#### EXERCISE PROMPT
Reproduce the data in its entirety, exactly as written.

Excerpts from a dataset
☆ ☆ ☆ ☆ ☆

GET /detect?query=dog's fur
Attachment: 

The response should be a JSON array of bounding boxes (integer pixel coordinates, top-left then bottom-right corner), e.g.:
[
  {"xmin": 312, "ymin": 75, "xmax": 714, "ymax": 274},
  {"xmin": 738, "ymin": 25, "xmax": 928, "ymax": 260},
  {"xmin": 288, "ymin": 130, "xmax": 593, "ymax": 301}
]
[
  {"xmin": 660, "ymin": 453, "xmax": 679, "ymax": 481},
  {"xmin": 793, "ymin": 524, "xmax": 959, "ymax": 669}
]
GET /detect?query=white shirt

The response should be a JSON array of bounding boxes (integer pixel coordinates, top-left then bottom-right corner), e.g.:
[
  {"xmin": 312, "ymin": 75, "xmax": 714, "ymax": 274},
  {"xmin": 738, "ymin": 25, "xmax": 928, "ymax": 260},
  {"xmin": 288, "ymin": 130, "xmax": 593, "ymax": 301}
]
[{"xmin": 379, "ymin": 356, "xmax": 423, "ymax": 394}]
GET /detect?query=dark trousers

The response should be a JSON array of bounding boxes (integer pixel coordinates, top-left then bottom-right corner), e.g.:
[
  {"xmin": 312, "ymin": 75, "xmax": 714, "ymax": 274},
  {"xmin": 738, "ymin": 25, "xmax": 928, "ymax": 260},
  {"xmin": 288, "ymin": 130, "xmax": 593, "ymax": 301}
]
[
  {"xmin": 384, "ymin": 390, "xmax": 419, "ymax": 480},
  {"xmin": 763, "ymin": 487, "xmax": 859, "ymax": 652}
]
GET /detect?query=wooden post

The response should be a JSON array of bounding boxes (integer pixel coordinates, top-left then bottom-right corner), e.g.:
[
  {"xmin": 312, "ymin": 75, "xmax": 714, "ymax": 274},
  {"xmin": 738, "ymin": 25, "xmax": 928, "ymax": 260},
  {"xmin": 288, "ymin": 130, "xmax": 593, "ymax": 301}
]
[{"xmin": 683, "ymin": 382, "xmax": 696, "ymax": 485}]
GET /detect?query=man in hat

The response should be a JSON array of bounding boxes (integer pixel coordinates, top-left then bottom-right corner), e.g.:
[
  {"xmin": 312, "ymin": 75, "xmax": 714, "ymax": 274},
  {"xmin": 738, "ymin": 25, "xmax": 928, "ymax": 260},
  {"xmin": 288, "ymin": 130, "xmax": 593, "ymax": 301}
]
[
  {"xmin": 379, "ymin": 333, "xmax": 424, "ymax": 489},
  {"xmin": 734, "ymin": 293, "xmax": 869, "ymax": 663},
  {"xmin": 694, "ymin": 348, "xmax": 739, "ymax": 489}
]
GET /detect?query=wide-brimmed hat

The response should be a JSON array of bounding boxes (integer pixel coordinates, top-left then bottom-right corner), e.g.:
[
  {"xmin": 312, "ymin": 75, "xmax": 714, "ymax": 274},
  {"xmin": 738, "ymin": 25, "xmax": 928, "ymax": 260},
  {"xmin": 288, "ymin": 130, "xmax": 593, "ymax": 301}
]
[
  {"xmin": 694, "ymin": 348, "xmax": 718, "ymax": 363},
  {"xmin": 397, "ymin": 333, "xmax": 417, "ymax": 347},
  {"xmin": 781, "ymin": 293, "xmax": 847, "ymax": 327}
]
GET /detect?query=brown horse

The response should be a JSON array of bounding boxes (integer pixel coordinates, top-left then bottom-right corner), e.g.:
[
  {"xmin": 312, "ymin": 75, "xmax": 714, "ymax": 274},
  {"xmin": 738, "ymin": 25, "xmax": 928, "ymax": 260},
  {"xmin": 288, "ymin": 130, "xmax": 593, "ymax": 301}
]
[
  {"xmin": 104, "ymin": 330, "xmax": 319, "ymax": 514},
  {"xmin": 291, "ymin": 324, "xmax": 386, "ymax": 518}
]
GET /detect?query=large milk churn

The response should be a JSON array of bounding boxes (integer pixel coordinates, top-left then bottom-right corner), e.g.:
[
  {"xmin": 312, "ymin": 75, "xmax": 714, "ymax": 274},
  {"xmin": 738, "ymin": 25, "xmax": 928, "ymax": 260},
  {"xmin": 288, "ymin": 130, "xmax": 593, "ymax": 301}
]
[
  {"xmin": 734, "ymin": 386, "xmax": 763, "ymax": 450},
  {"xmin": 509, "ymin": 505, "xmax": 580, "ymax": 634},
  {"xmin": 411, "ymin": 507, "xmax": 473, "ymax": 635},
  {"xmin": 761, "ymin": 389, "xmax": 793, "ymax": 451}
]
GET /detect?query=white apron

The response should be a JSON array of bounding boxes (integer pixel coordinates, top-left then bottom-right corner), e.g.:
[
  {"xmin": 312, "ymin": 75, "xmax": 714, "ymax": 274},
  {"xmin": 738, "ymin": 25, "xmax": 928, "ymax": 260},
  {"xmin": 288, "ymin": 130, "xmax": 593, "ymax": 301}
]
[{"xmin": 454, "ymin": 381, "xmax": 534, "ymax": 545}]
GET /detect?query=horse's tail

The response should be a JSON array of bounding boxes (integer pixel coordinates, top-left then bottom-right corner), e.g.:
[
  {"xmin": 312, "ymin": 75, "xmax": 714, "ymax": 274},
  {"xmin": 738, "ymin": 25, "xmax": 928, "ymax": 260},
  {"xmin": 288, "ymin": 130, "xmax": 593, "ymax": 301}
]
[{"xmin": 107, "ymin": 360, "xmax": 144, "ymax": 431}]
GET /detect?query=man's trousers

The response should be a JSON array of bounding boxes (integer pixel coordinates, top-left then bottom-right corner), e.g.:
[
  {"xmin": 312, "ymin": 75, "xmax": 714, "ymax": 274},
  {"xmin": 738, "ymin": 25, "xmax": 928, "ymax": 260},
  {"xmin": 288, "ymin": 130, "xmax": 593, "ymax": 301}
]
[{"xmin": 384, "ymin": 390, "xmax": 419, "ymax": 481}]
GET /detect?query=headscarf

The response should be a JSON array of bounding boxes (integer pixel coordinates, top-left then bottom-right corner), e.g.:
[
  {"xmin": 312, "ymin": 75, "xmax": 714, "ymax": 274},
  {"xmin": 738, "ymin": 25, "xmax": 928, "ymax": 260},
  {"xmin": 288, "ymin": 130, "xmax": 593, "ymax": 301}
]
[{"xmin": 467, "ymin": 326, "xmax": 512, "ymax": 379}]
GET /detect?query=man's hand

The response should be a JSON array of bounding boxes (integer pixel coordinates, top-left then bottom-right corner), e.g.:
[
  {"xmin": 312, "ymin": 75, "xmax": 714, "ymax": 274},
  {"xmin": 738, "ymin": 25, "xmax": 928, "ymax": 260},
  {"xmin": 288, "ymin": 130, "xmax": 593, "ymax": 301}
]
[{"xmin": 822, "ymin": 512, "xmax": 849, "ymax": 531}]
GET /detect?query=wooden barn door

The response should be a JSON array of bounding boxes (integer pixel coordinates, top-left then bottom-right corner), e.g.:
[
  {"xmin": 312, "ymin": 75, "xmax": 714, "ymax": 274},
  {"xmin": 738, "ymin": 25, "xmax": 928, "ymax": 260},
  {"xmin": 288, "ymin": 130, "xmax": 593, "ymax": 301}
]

☆ ☆ ☆ ☆ ☆

#### TASK OUTPUT
GET /detect?query=dog's fur
Attachment: 

The response should be a JSON array of bounding boxes (integer pixel coordinates, top-left then bottom-right corner), e.g.:
[
  {"xmin": 312, "ymin": 75, "xmax": 714, "ymax": 274},
  {"xmin": 738, "ymin": 25, "xmax": 928, "ymax": 260},
  {"xmin": 288, "ymin": 130, "xmax": 593, "ymax": 301}
]
[
  {"xmin": 660, "ymin": 453, "xmax": 679, "ymax": 481},
  {"xmin": 793, "ymin": 524, "xmax": 959, "ymax": 669}
]
GET /detect?query=white shirt

The response should be a JSON array of bounding boxes (integer pixel coordinates, top-left then bottom-right corner), e.g.:
[
  {"xmin": 312, "ymin": 75, "xmax": 714, "ymax": 274},
  {"xmin": 738, "ymin": 25, "xmax": 928, "ymax": 260},
  {"xmin": 288, "ymin": 130, "xmax": 593, "ymax": 301}
]
[{"xmin": 379, "ymin": 356, "xmax": 423, "ymax": 394}]
GET /detect?query=dark trousers

The response should be a JSON array of bounding boxes (integer pixel coordinates, top-left then bottom-right corner), e.g.:
[
  {"xmin": 312, "ymin": 75, "xmax": 714, "ymax": 274},
  {"xmin": 738, "ymin": 25, "xmax": 928, "ymax": 260},
  {"xmin": 288, "ymin": 130, "xmax": 593, "ymax": 301}
]
[
  {"xmin": 384, "ymin": 390, "xmax": 419, "ymax": 480},
  {"xmin": 763, "ymin": 487, "xmax": 859, "ymax": 652}
]
GET /detect?query=wooden post

The response should be a JSON array of bounding boxes (integer pixel coordinates, top-left then bottom-right corner), e.g.:
[
  {"xmin": 312, "ymin": 75, "xmax": 714, "ymax": 274},
  {"xmin": 738, "ymin": 25, "xmax": 928, "ymax": 260},
  {"xmin": 288, "ymin": 130, "xmax": 593, "ymax": 301}
]
[{"xmin": 683, "ymin": 382, "xmax": 696, "ymax": 485}]
GET /detect?query=man in hat

The response should be a JSON array of bounding boxes (integer pixel coordinates, top-left then bottom-right corner), e.g.:
[
  {"xmin": 312, "ymin": 75, "xmax": 714, "ymax": 274},
  {"xmin": 738, "ymin": 25, "xmax": 928, "ymax": 260},
  {"xmin": 288, "ymin": 130, "xmax": 593, "ymax": 301}
]
[
  {"xmin": 379, "ymin": 333, "xmax": 424, "ymax": 489},
  {"xmin": 734, "ymin": 293, "xmax": 869, "ymax": 663},
  {"xmin": 694, "ymin": 348, "xmax": 739, "ymax": 489}
]
GET /detect?query=wide-brimmed hat

The response should be a JSON array of bounding boxes (integer pixel coordinates, top-left then bottom-right corner), e.g.:
[
  {"xmin": 312, "ymin": 75, "xmax": 714, "ymax": 274},
  {"xmin": 738, "ymin": 25, "xmax": 928, "ymax": 260},
  {"xmin": 288, "ymin": 130, "xmax": 593, "ymax": 301}
]
[
  {"xmin": 694, "ymin": 348, "xmax": 718, "ymax": 363},
  {"xmin": 397, "ymin": 333, "xmax": 417, "ymax": 347},
  {"xmin": 781, "ymin": 293, "xmax": 847, "ymax": 327}
]
GET /detect?query=brown horse

The response should be a JSON array of bounding boxes (integer pixel coordinates, top-left then bottom-right corner), e.g.:
[
  {"xmin": 312, "ymin": 75, "xmax": 714, "ymax": 274},
  {"xmin": 738, "ymin": 25, "xmax": 928, "ymax": 260},
  {"xmin": 288, "ymin": 130, "xmax": 593, "ymax": 301}
]
[
  {"xmin": 104, "ymin": 330, "xmax": 319, "ymax": 514},
  {"xmin": 291, "ymin": 324, "xmax": 386, "ymax": 518}
]
GET /detect?query=large milk churn

The response should be a JSON array of bounding boxes (integer pixel coordinates, top-left then bottom-right corner), e.g.:
[
  {"xmin": 312, "ymin": 75, "xmax": 714, "ymax": 274},
  {"xmin": 738, "ymin": 25, "xmax": 928, "ymax": 260},
  {"xmin": 288, "ymin": 130, "xmax": 593, "ymax": 301}
]
[
  {"xmin": 734, "ymin": 386, "xmax": 763, "ymax": 450},
  {"xmin": 509, "ymin": 505, "xmax": 580, "ymax": 634},
  {"xmin": 411, "ymin": 507, "xmax": 473, "ymax": 635},
  {"xmin": 761, "ymin": 389, "xmax": 793, "ymax": 451}
]
GET /detect?query=white apron

The response should be a JSON array of bounding boxes (integer pixel coordinates, top-left then bottom-right corner), e.g.:
[
  {"xmin": 312, "ymin": 75, "xmax": 714, "ymax": 274},
  {"xmin": 738, "ymin": 25, "xmax": 928, "ymax": 260},
  {"xmin": 288, "ymin": 130, "xmax": 593, "ymax": 301}
]
[{"xmin": 454, "ymin": 381, "xmax": 534, "ymax": 545}]
GET /detect?query=horse's tail

The response should be a JSON array of bounding boxes (integer pixel coordinates, top-left then bottom-right corner), e.g.:
[
  {"xmin": 312, "ymin": 75, "xmax": 714, "ymax": 274},
  {"xmin": 738, "ymin": 25, "xmax": 928, "ymax": 260},
  {"xmin": 288, "ymin": 130, "xmax": 593, "ymax": 301}
]
[{"xmin": 107, "ymin": 360, "xmax": 144, "ymax": 431}]
GET /detect?query=man's trousers

The response should be a JSON array of bounding boxes (integer pixel coordinates, top-left then bottom-right corner), e.g.:
[
  {"xmin": 312, "ymin": 75, "xmax": 714, "ymax": 274},
  {"xmin": 738, "ymin": 25, "xmax": 928, "ymax": 260},
  {"xmin": 288, "ymin": 130, "xmax": 593, "ymax": 301}
]
[{"xmin": 384, "ymin": 390, "xmax": 419, "ymax": 481}]
GET /detect?query=headscarf

The response should be a JSON array of bounding boxes (integer pixel coordinates, top-left then bottom-right corner), e.g.:
[
  {"xmin": 312, "ymin": 75, "xmax": 714, "ymax": 274},
  {"xmin": 738, "ymin": 25, "xmax": 928, "ymax": 260},
  {"xmin": 288, "ymin": 130, "xmax": 593, "ymax": 301}
]
[{"xmin": 467, "ymin": 326, "xmax": 512, "ymax": 379}]
GET /detect?query=man's hand

The response should be a JSON array of bounding boxes (integer pixel coordinates, top-left then bottom-right corner), e.g.:
[
  {"xmin": 312, "ymin": 75, "xmax": 714, "ymax": 274},
  {"xmin": 738, "ymin": 25, "xmax": 928, "ymax": 260},
  {"xmin": 288, "ymin": 130, "xmax": 593, "ymax": 301}
]
[{"xmin": 822, "ymin": 512, "xmax": 849, "ymax": 531}]
GET /detect?query=wooden barn door

The response should be a JSON array of bounding boxes (integer pixel coordinates, top-left then bottom-right corner), e.g.:
[
  {"xmin": 312, "ymin": 75, "xmax": 714, "ymax": 274},
  {"xmin": 738, "ymin": 25, "xmax": 928, "ymax": 260},
  {"xmin": 288, "ymin": 130, "xmax": 593, "ymax": 301}
]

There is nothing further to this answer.